++++ Extracted text ++++

# Erratic idle 93 HB



## fsglover (Jan 14, 2011)

262 miles.4cyl,5spd. Truck has started to idle a little funny at low spd like around the parking lot or pulling up to red light. It will go from 1k down to 500 and sometimes up to 1200. Truck has been bucking when decelerating. Previous owner had truck log - said mass air flow sensor was changed at 230k. I cleaned trottle body yesterday and tps. seemed to get worse so I replaced the tps. Still same. Seems to drive fine 65 down interstate. i know it could be alot of diferent things I just wanted some advice before I begin guessing at new parts. No check engine light ever came on. I will check to see if any codes were stored tomorrow. Thanks.


----------



## rogoman (Dec 16, 2004)

Possibly the IACV valve, which controls the idle, is either bad or needs to be cleaned.


----------



## fsglover (Jan 14, 2011)

Is that the idle air control? I will do some research and see where its at. Try to clean it first. See what happens. Thanks for info. I will let you know what happens.

++++ Dataset excerpts ++++

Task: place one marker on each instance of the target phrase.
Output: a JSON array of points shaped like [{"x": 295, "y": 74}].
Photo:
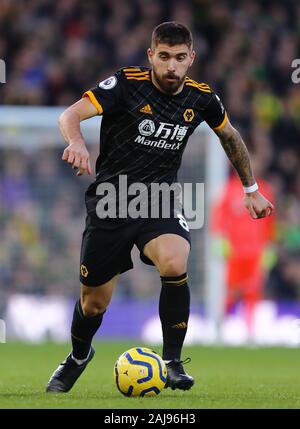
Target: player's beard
[{"x": 170, "y": 87}]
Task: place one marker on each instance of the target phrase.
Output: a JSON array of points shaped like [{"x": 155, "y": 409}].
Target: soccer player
[{"x": 148, "y": 116}]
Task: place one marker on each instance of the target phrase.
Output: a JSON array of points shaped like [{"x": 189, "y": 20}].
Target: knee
[
  {"x": 173, "y": 265},
  {"x": 92, "y": 308}
]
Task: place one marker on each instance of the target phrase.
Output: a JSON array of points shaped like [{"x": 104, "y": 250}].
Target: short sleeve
[
  {"x": 214, "y": 113},
  {"x": 108, "y": 95}
]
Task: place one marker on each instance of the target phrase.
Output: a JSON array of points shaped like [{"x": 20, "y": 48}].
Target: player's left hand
[{"x": 257, "y": 205}]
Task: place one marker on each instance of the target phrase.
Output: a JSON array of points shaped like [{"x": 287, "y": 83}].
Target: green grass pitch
[{"x": 224, "y": 378}]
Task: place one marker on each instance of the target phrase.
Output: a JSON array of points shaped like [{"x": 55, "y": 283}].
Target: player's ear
[
  {"x": 150, "y": 55},
  {"x": 193, "y": 54}
]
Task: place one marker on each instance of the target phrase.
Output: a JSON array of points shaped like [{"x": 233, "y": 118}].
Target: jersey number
[{"x": 183, "y": 222}]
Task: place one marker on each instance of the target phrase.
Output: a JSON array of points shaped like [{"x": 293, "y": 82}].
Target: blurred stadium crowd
[{"x": 55, "y": 50}]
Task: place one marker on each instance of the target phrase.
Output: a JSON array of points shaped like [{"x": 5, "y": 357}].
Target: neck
[{"x": 156, "y": 84}]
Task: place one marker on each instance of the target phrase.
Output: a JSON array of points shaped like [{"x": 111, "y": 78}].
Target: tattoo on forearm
[{"x": 238, "y": 154}]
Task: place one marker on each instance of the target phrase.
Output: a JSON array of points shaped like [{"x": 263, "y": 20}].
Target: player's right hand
[{"x": 77, "y": 155}]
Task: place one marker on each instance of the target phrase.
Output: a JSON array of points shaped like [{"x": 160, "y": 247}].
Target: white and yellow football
[{"x": 140, "y": 372}]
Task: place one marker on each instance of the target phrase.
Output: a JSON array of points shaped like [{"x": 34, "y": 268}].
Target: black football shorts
[{"x": 107, "y": 244}]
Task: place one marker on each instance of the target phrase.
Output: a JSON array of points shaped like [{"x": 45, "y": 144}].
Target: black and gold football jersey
[{"x": 145, "y": 131}]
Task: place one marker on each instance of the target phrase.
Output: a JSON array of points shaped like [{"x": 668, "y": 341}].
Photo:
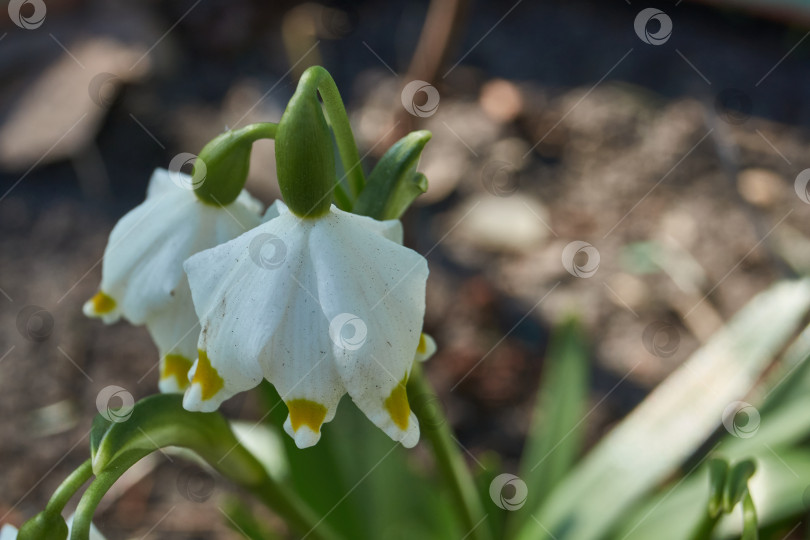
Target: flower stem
[
  {"x": 69, "y": 487},
  {"x": 318, "y": 77},
  {"x": 295, "y": 511},
  {"x": 448, "y": 458}
]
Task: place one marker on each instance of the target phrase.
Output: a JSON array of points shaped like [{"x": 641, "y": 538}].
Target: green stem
[
  {"x": 295, "y": 511},
  {"x": 93, "y": 495},
  {"x": 449, "y": 459},
  {"x": 704, "y": 528},
  {"x": 318, "y": 77},
  {"x": 69, "y": 487}
]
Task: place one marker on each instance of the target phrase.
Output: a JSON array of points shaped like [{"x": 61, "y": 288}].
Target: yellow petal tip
[
  {"x": 177, "y": 366},
  {"x": 102, "y": 303},
  {"x": 397, "y": 405},
  {"x": 207, "y": 377}
]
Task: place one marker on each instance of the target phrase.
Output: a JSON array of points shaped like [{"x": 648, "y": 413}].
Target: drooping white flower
[
  {"x": 317, "y": 306},
  {"x": 142, "y": 272}
]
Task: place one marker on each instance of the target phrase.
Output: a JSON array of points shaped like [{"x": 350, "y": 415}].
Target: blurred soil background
[{"x": 676, "y": 162}]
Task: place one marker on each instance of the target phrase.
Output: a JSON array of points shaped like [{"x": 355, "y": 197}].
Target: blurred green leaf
[
  {"x": 779, "y": 490},
  {"x": 363, "y": 483},
  {"x": 737, "y": 483},
  {"x": 555, "y": 438},
  {"x": 718, "y": 472},
  {"x": 673, "y": 421},
  {"x": 241, "y": 519}
]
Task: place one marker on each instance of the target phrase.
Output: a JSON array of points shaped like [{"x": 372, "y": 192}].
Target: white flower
[
  {"x": 319, "y": 307},
  {"x": 9, "y": 532},
  {"x": 142, "y": 273}
]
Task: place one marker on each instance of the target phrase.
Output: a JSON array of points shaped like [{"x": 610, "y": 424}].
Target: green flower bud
[
  {"x": 304, "y": 156},
  {"x": 221, "y": 168}
]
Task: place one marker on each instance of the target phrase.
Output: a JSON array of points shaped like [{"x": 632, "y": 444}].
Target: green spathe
[{"x": 304, "y": 158}]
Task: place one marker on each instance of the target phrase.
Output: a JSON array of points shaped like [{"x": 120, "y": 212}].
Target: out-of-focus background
[{"x": 669, "y": 143}]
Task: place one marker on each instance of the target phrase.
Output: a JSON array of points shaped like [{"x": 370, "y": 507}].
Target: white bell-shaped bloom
[
  {"x": 142, "y": 273},
  {"x": 319, "y": 307}
]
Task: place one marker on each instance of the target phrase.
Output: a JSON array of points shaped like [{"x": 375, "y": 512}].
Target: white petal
[
  {"x": 142, "y": 266},
  {"x": 374, "y": 289},
  {"x": 426, "y": 348}
]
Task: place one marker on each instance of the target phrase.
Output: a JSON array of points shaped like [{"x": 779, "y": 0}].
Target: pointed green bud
[
  {"x": 394, "y": 183},
  {"x": 44, "y": 525},
  {"x": 305, "y": 159},
  {"x": 221, "y": 168}
]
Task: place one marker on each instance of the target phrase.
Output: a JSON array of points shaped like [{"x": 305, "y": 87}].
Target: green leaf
[
  {"x": 160, "y": 420},
  {"x": 558, "y": 426},
  {"x": 737, "y": 483},
  {"x": 673, "y": 421},
  {"x": 718, "y": 473},
  {"x": 750, "y": 524},
  {"x": 393, "y": 184}
]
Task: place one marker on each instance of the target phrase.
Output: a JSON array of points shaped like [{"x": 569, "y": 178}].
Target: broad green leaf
[
  {"x": 675, "y": 419},
  {"x": 737, "y": 483},
  {"x": 778, "y": 490},
  {"x": 558, "y": 427}
]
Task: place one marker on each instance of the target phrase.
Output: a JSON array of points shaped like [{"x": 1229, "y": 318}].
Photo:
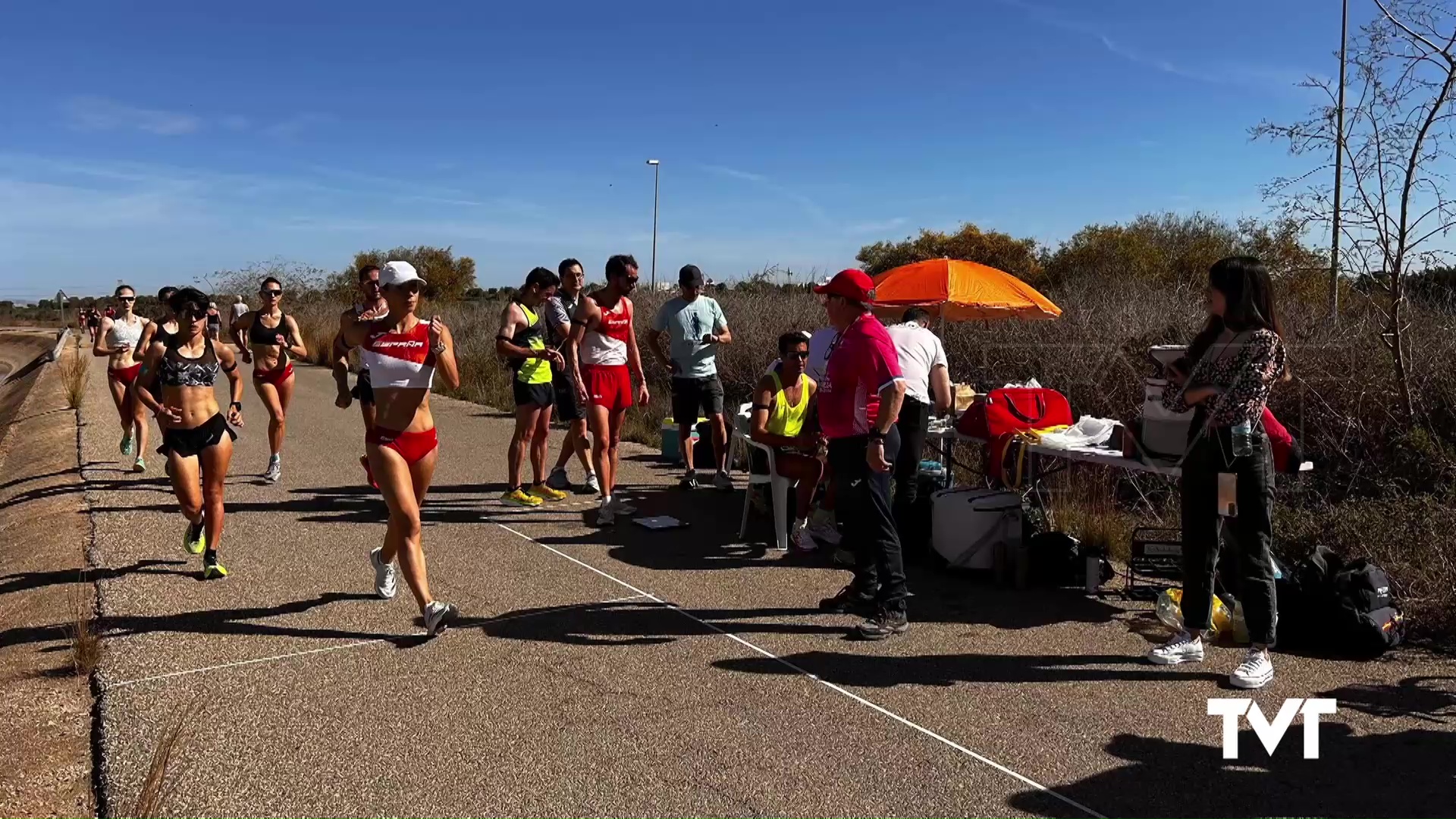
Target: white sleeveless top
[
  {"x": 400, "y": 359},
  {"x": 128, "y": 334},
  {"x": 607, "y": 344}
]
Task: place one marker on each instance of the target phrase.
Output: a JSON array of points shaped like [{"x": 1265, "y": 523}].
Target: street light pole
[
  {"x": 657, "y": 168},
  {"x": 1340, "y": 167}
]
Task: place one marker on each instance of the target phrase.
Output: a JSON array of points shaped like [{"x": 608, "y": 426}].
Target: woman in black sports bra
[
  {"x": 268, "y": 347},
  {"x": 196, "y": 436}
]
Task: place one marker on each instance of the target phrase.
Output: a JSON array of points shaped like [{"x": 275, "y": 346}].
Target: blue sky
[{"x": 161, "y": 140}]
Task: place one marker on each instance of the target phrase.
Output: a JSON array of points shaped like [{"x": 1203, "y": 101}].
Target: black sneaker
[
  {"x": 848, "y": 601},
  {"x": 883, "y": 624}
]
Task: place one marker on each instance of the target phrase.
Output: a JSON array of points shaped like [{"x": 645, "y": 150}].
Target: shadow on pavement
[
  {"x": 637, "y": 623},
  {"x": 25, "y": 580},
  {"x": 1397, "y": 776},
  {"x": 210, "y": 621},
  {"x": 951, "y": 670}
]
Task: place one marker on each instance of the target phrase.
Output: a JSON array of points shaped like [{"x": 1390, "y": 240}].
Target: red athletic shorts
[
  {"x": 274, "y": 376},
  {"x": 607, "y": 385},
  {"x": 411, "y": 447},
  {"x": 124, "y": 375}
]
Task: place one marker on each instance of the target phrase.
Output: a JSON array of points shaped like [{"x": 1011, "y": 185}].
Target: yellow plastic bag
[{"x": 1169, "y": 611}]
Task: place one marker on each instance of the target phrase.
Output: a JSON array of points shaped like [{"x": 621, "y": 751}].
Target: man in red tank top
[{"x": 603, "y": 354}]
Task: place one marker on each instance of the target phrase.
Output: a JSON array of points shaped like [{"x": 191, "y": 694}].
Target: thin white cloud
[
  {"x": 99, "y": 114},
  {"x": 297, "y": 124}
]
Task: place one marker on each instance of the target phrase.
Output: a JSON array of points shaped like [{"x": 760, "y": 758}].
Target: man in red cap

++++

**Written task 1:** Do these statements agree with the erratic idle thread? Answer yes or no for each and quote the deciding words. (a) The mass air flow sensor was changed at 230k. (b) A check engine light came on while the idle was acting up. (c) Replacing the TPS fixed the idle.
**Written task 2:** Pick up the erratic idle thread after its last post and carry it on.

**Right answer 1:**
(a) Yes: "said mass air flow sensor was changed at 230k"
(b) No: "No check engine light ever came on."
(c) No: "so I replaced the tps. Still same."

**Right answer 2:**
----------



## SPEEDO (Jun 9, 2003)

iacv is on the side of the throttle camber....
are you throwing any codes? I was leaning towards the mas
check for vacuum leaks too


----------



## fsglover (Jan 14, 2011)

Going to check codes tonight and check for vac leaks. Thanks


----------



## fsglover (Jan 14, 2011)

Haven't checked codes yet but truck ran perfect in the way home. No crazy idle. Would make me think a sensor instead of vac leak but not sure yet. I will check codes and continue to investigate. The them gauge was noticably a little higher on the way home - that was the only difference in this morning when it ran erratic like I posted before.


----------



## SPEEDO (Jun 9, 2003)

a bad connection? check & clean the connectors and see what happens


----------



## blakesommers77 (Feb 11, 2011)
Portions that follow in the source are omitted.